● **Required work**: Could you edit the incision and loop drainage page by giving everything from "The doctor explained" down to "of this blog." again, with "doctor" replaced by "physician"?

● **Page extract**:
>>
The technique was originally developed and used in a pediatric population undergoing abscess I & D in the OR setting, and adapted for use in the emergency department.  Some of the first studies of this technique in the ED were published in 2010 by Ladd et al. (ttp:// and 2011 by Mcnamara et al.(  Though I have yet to see a study published showing efficacy in a generalized, adult ED population, I know that many practitioners I’ve spoken to have already taken to and adapted use of this technique for all types of patients.

I think the technique is great personally and I foresee it will start to be used more widely in our field in years to come.  However, some I have spoken to about the technique think it is more of a fad that will be forgotten. I guess we’ll have to wait and see!

9 thoughts on “Incision & Loop Drainage

  1. I’d recommend sticking to one unit of measurement – it sounds pedantic, but in medicine and especially US medicine, we don’t really know how to use the metric system for its full effect.

    In short, stick to mm, avoid cm, never inches.

    For the loop, I’m wondering how large is too large – I had a back abscess that was 60mmx40mm and I didn’t feel 100% comfortable with just a loop so we did packing. Wasn’t able to find anything useful in the literature.

    Any ideas?

    1. I was actually a part of the study in the emergency department when one abscess was horribly infected and another was about to be. I had the Severely progressed abscess done with the rubber loop and came back the next day to get a traditional one. I am 37 years old and in Canada so there was no cost involved. The rubber type loop was so much more comfortable, I could shower with it and it resolved in a very short time.

      The traditional one however was a nightmare not to get wet in the shower, and I had to go to the emergency department every 2 days over the course of 2 weeks, to get it taken out clean the abscess, and resize the wick, so they could replace it, that was very painful, and this abscess was much smaller than the one I mentioned previously and to tell you the truth it didn’t properly heal for weeks after that. I will never have one done the traditional way ever in my life again, hopefully. The LOOP is the only way to go, it saves the patient a lot of time and pain, and money too, being Canadian, its just travel expenses to the hospital, but still, with the old way, it adds up.

      The doctor explained that once the rubber loop is in you should have enough room to slide your finger under it, it shouldn’t be tight, the knot itself should be tight but that’s all. Also he instructed my to take it by the knot and move it from side to side so the two tiny incisions do not seal completely. I just did it in the shower. Anyway hope my experience helps out. Feel free to contact me if you have any other questions.

      1. thanks so much for sharing your personal experience with the community! I am sure this will be of interest to the readers of this blog.

  2. I’ve never understood the idea behind packing an abscess. I’m a veterinarian and have never packed an incision – don’t even remember it being discussed in school many years ago. I asked the other owner at my clinic, who graduated in 1980, and he was never taught to pack an abscess, either. Glad to see the MD’s are finally catching up to the DVM’s! (kidding!)

    I do like the drain tying technique, and I’m going to do it on my next abscess (which won’t be long…). Normally we suture each end of the drain right to the opening through which it is passing with a couple loose interrupted sutures, as this prevents any sliding motion which stops inadvertently drawing a non-sterile section of the drain into the abscess and further contaminating it.

  3. It hurts… A GREAT idea for my HS, BUT under a breast, the ‘zip tie’ is poking me to death and it seems like my skin is dying around it… I think it’s a great idea for draining, it just hurts like hell!!

  4. Doesn’t ‘jiggling’ of the loop drain (which is essential) introduce bacteria from the exposed drain into the abscess? Correct me if I’m wrong…

    1. Well, there’s nothing clean about an abscess to start with. It’s a good point though. I also recommend thrice daily sitz baths to clean the wound as clean as possible.
<<
Stored dataset items:
>>
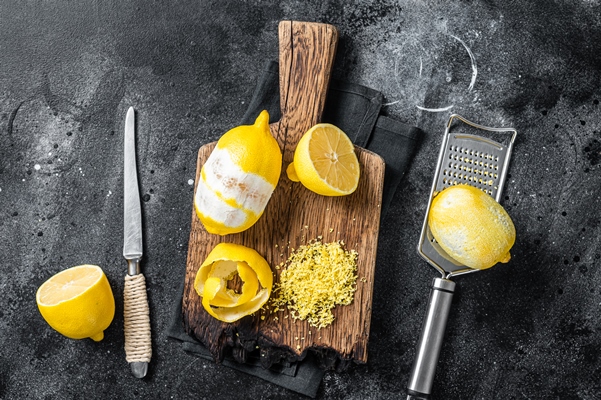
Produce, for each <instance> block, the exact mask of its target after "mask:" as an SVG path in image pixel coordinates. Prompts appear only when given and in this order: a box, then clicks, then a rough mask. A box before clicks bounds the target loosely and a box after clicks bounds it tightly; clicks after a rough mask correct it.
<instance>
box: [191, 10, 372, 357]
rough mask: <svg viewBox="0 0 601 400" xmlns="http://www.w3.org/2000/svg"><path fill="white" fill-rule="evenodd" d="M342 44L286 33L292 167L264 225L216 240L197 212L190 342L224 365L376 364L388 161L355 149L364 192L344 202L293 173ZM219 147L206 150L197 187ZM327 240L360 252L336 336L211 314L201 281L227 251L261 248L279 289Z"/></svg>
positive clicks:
<<
● **Exercise answer**:
The physician explained that once the rubber loop is in you should have enough room to slide your finger under it, it shouldn’t be tight, the knot itself should be tight but that’s all. Also he instructed my to take it by the knot and move it from side to side so the two tiny incisions do not seal completely. I just did it in the shower. Anyway hope my experience helps out. Feel free to contact me if you have any other questions.

      1. thanks so much for sharing your personal experience with the community! I am sure this will be of interest to the readers of this blog.